__Hedef__. Animal Crossing: New Horizons incelemesini son cümlesinden sonra aynı ağızla sürdürebilir misin?

__Sayfa Metni__.

· · · ·

Animal Crossing New Horizons İnceleme

Animal Crossing: New Horizons İnceleme: Şehir hayatından iyice bunalmış durumdayım. Hemen hemen bu bunalımı yaşayan birçok kişi gibi, doğayla iç içe, kafamı dinleyebileceğim ya da her şeyin belki de daha basit olduğu bir hayata başlamak istiyorum. Neyse ki bu konuda iyi bir acenta buldum geçenlerde. Gerçekten böyle bir acenta olması çok zor ama bana bu yeni hayatıma yelken açmakta oldukça yardımcı olacaklar gibi duruyor. Kararımı verdim, bavulumu topladım ve bu şehir kalabalığından, keşmekeşinden kurtulmak için yola çıkıyorum.

Yeni hayatıma başlayacağım bu yer biraz ıssız. Meyve ağaçları ve balık tutabileceğim akarsuları dışında pek bir şey yok gibi. Benimle birlikte acenta yetkililerini saymaz isek sadece iki kişi daha var. En azından alışma sürecinde yalnız kalmayacağım için sevinçliyim. Her ne kadar bir süre basit bir çadırda kalacak olsam da bu şartlar beni aldığım karardan geri döndüremez.

· · · ·

__Çıkarılan Kayıtlar__.

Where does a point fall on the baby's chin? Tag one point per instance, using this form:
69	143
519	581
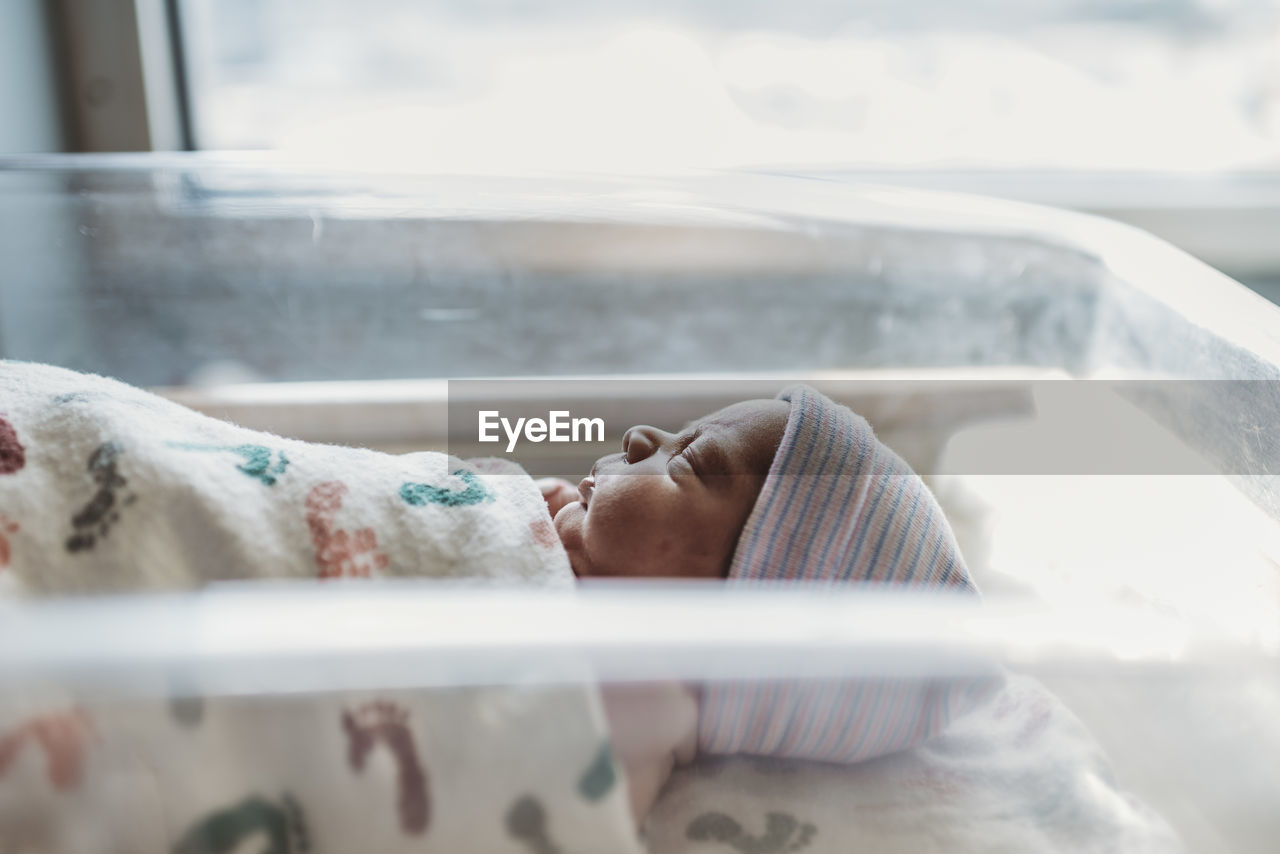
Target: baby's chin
568	528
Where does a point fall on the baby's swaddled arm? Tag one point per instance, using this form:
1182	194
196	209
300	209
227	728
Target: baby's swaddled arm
654	726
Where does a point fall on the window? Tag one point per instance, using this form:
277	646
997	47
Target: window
1165	85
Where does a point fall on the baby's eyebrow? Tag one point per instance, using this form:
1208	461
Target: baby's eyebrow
711	455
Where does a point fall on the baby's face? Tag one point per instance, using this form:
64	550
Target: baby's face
672	505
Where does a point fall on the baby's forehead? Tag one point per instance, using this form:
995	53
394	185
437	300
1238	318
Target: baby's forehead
745	415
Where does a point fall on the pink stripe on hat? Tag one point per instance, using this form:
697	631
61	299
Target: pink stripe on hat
837	506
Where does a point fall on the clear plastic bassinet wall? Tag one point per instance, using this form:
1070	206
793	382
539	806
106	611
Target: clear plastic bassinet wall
1124	525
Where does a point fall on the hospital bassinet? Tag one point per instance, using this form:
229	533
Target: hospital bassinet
355	307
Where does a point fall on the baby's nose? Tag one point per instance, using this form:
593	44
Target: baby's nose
640	442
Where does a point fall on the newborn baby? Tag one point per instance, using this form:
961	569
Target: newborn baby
106	488
796	488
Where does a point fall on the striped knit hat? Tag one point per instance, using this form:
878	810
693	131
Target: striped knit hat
837	506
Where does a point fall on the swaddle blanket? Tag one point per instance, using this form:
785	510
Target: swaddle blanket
839	506
106	488
1016	775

· · · ·

__Alıştırma Sonucu__.
Animal Crossing: New Horizons İnceleme

Adadaki ilk günlerim biraz sakin geçiyor. Karnımı doyurmak için meyve ağaçlarından topladıklarımı yiyor, balık tutuyor ve ada halkına yardım etmeye çalışıyorum. Acenta sahibi olan Tom Nook eğer gerekli adımları atarsam kendi evime sahip olacağımı bile söylüyor. Başımın üzerinde bir dam olması için neredeyse 100.000 Bell harcamam gerekiyor ve benim cebimde sadece 100 Bell var. Neyse ki burada emeğimin karşılığını alabiliyorum, kendi evimin olması bile beni heyecanlandırıyor. Topladığım meyveleri, balıkları, börtü böceği satıyor ve para biriktirmeye devam ediyorum. Benimle birlikte gelenler de oldukça çalışkan, onlar da hemen hemen eşit şartla başlayıp ev borcuna girmişler bile. 

Bir yandan para biriktirirken diğer yandan da ada halkına yardımcı olmaya çalışıyorum. Biraz daha böcek toplar, balık avlar ya da etraftaki fosilleri toplarsam adaya bir müze bile açılacağı söyleniyor. Ne de olsa burası benim hayatımı geçireceğim yer olacak. Her ne kadar borçlanmış olsam da insanın kendi evi gibisi yok. Üstelik dekorasyonu da dilediğim gibi yapabileceğim. Dilersem evin önüne kocaman duble bir yol yapabilir ya da bahçe sınırlarımı belirleyecek çitleri bile dikebilirim. Ama önce biraz etrafı araştırıp, evin borcunu ödemem gerekiyor.. Şu ağaçları kessem daha fazla yer sahibi olabilir miyim acaba?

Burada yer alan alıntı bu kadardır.